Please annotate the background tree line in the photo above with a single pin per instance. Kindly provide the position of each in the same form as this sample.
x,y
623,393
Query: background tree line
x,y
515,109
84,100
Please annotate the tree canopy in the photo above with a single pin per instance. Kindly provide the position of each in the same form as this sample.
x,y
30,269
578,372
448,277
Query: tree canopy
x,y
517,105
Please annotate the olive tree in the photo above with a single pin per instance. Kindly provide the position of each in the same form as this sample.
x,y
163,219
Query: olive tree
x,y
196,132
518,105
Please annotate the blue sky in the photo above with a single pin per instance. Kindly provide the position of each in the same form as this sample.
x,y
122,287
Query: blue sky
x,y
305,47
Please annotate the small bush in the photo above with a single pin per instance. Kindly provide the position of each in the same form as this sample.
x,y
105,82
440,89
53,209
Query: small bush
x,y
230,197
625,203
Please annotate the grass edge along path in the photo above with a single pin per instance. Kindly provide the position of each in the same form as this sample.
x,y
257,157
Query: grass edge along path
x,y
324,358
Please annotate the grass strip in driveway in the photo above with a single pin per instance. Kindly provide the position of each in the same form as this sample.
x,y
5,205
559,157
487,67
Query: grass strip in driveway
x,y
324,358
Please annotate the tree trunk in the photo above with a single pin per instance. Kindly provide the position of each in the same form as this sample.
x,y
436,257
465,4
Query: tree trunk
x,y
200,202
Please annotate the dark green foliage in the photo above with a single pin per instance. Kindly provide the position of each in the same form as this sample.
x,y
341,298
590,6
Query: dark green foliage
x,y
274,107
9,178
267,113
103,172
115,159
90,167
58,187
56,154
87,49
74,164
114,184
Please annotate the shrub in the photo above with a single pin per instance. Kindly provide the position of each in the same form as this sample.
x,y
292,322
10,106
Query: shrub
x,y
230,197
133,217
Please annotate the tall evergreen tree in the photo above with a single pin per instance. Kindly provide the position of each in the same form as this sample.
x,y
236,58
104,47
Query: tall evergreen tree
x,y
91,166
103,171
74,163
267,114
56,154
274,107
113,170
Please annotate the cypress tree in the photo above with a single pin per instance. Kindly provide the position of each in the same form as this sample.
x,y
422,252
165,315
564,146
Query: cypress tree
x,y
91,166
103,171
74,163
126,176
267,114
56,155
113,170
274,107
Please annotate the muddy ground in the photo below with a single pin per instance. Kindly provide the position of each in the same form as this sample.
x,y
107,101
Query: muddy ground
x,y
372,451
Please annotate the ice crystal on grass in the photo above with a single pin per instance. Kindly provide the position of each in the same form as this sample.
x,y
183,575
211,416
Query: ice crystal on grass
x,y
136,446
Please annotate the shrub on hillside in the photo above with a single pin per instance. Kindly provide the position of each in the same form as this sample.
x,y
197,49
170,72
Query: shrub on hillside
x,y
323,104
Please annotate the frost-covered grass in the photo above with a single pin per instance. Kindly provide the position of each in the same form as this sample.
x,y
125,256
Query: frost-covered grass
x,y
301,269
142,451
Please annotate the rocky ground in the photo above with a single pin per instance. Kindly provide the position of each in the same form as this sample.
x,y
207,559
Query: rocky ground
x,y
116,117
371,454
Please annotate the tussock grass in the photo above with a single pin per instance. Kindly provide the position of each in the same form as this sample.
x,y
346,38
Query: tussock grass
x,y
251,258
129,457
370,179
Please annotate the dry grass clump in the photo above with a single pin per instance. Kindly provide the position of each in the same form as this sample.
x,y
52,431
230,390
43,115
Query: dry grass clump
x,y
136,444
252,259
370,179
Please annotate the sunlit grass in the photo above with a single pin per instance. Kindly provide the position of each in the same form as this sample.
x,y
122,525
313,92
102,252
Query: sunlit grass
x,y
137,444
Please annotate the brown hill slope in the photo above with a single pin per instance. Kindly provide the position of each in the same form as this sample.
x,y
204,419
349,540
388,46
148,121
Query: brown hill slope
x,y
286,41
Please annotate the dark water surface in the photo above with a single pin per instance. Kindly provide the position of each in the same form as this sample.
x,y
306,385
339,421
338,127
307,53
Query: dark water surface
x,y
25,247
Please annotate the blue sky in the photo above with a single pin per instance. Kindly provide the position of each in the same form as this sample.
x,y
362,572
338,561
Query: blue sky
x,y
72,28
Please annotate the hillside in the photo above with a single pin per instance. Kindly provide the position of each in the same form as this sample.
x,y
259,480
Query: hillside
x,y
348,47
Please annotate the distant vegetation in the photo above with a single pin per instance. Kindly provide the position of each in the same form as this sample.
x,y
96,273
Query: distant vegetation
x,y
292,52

- Task brief -
Reproduce without alteration every line of the data, starting with the line that contains "Please annotate the distant" and continuing up to and including the final line of the data.

- Answer in full -
Please annotate the distant vegetation in the photo above with a single pin per instance. Kindly provide the position of each in the same form as this sample.
x,y
96,273
Query: distant vegetation
x,y
292,52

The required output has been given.